● **GOAL**
Render this sentence from the text on narrative viewpoint in Spanish: "Sounds to me like this is really an issue of different kinds of viewpoints."

>> begin TEXT SEGMENT

The --------- break is always used as a sort of meanwhile... in my story, but the secondary characters never have internal monologue. I went back and took out the main character's inner thoughts to keep it consistent. I suppose I could have added internal monologue to the secondary characters, as well, but I want them to feel secondary, so I have reservations about allowing the reader inside of their heads.
Sounds to me like this is really an issue of different kinds of viewpoints.
You've got normal 3rd person limited for your main character, and you're also doing Objective Omniscient for your secondary characters, and using scene breaks to slip from one viewpoint style to another.
That's not really typical, but I think I've seen something similar in a few Thriller books.
And there are writers who vary viewpoint style quite a bit throughout their books. Stephen King almost always writes in omniscient but he varies the style of Omniscient depending on the type of chapter. Sometimes he's basically doing 3rd person limited with very occasional head-hopping (always used in the correct way so that it doesn't become confusing.) Other times he takes a really distant viewpoint with no access to characters' internal thoughts. There's a chapter in Salem's Lot, for example, where he jumps over the whole town, talking about all the characters and giving an overview of events, and there's a very definite feeling of a disembodied, impersonal narrator.
So, in short, I think what you're talking about can work. The viewpoint character's scenes absolutely can feel a little different than the scenes with your secondary characters, particularly if they are short scenes and only intended as a plot device.
Here's a good site with information on different kinds of viewpoints: http://www.fiction-writers-mentor.com/point-of-view-in-fiction/
My advice would be to read a lot, see how other writers do things, and learn by example. A lot of really good writers break the "rules" very frequently, so you shouldn't necessarily tie yourself in knots trying to follow standard practices. Still, it's good to know what the standard practices are, and why writers tend to do things in certain ways. But what actually works in popular fiction is often very different than what writing manuals will tell you, so when in doubt, always look at what's selling, and what readers enjoy.

>> end TEXT SEGMENT
>> begin RECORD EXCERPTS

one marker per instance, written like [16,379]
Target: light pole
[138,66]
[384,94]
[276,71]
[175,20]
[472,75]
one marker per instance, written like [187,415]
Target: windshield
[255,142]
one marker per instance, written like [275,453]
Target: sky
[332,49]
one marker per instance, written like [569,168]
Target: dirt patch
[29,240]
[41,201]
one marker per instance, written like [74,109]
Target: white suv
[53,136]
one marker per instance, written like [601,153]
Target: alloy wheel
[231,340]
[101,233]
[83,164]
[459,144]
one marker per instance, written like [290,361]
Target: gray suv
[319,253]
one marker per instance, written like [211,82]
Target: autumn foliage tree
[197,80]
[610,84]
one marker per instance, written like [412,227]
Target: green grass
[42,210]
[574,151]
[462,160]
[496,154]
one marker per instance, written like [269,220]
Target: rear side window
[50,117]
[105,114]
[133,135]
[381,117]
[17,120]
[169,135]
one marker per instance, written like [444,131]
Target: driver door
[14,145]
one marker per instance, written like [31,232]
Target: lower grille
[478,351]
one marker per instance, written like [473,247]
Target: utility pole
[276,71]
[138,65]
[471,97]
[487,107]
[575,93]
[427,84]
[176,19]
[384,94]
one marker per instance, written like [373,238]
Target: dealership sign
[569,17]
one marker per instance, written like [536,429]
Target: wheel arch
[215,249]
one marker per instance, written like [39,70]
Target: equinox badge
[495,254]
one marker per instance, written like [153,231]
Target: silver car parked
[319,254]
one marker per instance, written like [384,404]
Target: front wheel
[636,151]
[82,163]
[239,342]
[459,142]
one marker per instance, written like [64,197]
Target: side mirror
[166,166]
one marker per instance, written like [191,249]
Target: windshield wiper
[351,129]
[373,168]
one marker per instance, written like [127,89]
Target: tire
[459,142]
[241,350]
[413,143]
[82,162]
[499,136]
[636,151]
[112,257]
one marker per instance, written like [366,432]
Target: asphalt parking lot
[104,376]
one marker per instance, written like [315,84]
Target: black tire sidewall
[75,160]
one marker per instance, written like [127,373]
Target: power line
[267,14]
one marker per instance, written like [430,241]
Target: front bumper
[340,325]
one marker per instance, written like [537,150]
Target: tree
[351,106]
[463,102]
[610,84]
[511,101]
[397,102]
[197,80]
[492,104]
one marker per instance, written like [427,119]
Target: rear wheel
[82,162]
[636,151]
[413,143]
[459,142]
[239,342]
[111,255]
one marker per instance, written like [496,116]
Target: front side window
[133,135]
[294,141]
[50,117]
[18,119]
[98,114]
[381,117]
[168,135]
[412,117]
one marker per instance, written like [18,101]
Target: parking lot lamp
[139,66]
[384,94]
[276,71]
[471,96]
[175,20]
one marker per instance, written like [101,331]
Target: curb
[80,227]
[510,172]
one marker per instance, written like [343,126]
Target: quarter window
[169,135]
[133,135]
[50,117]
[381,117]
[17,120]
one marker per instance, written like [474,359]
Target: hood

>> end RECORD EXCERPTS
>> begin RECORD EXCERPTS

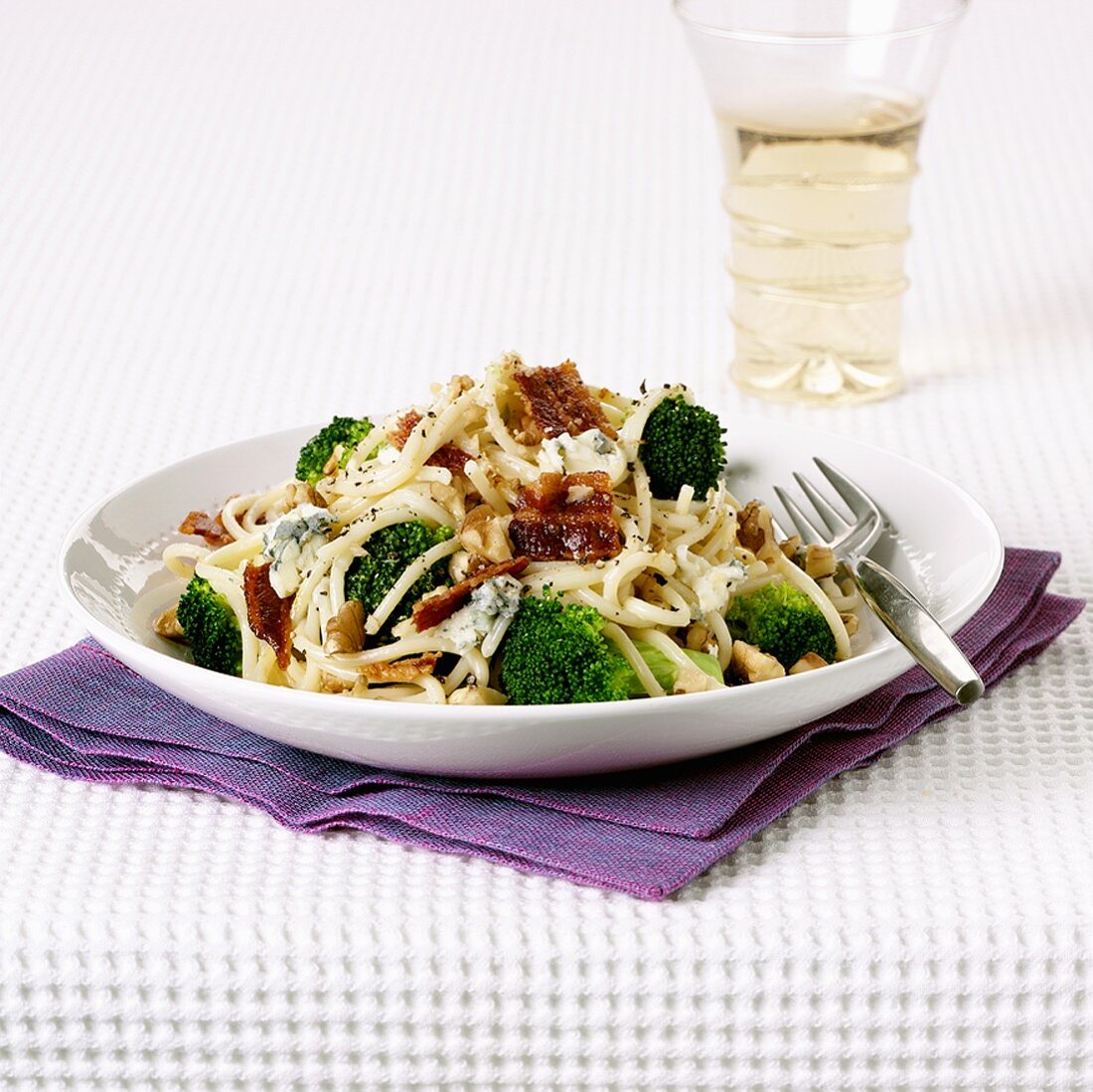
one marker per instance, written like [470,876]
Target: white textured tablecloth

>> end RECORD EXCERPTS

● **THE REPLY**
Me parece que en realidad se trata de una cuestión de distintos tipos de punto de vista.